» **Problem requirements**
Locate each line in the records below that contains the string "face" and copy it out. Case matters.

Items from a data source

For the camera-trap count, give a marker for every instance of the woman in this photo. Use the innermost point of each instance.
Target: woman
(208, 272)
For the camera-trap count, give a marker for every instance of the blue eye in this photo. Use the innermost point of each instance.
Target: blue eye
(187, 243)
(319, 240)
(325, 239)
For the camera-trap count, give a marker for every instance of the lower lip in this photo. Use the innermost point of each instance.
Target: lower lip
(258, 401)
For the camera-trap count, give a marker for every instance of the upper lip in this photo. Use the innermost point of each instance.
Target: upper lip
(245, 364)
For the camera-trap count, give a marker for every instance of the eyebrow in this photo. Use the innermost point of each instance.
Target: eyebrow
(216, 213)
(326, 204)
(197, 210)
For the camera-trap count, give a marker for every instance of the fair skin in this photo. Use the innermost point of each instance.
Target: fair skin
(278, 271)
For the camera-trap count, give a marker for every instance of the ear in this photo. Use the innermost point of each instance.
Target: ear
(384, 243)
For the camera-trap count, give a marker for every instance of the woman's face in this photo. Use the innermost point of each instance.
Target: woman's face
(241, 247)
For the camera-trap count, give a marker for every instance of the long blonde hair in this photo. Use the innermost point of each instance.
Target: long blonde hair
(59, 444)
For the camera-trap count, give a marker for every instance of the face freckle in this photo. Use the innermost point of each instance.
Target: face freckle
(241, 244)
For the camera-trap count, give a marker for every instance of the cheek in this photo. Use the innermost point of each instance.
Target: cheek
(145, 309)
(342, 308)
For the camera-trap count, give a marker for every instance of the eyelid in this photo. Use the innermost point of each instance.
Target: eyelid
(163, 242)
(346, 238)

--

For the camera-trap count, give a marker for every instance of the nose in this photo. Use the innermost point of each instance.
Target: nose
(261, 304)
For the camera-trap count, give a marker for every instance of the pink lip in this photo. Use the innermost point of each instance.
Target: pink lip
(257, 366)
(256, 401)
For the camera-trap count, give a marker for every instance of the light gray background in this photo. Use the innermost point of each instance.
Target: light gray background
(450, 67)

» **Reply to the task**
For the camera-trap count, give a marker for every instance of the woman's face in this photo. Use the innermost point of each instance.
Target: woman's face
For the camera-trap count, give a marker for every instance of the face freckle in this photo. Use the innermost point of each instance.
Target: face freckle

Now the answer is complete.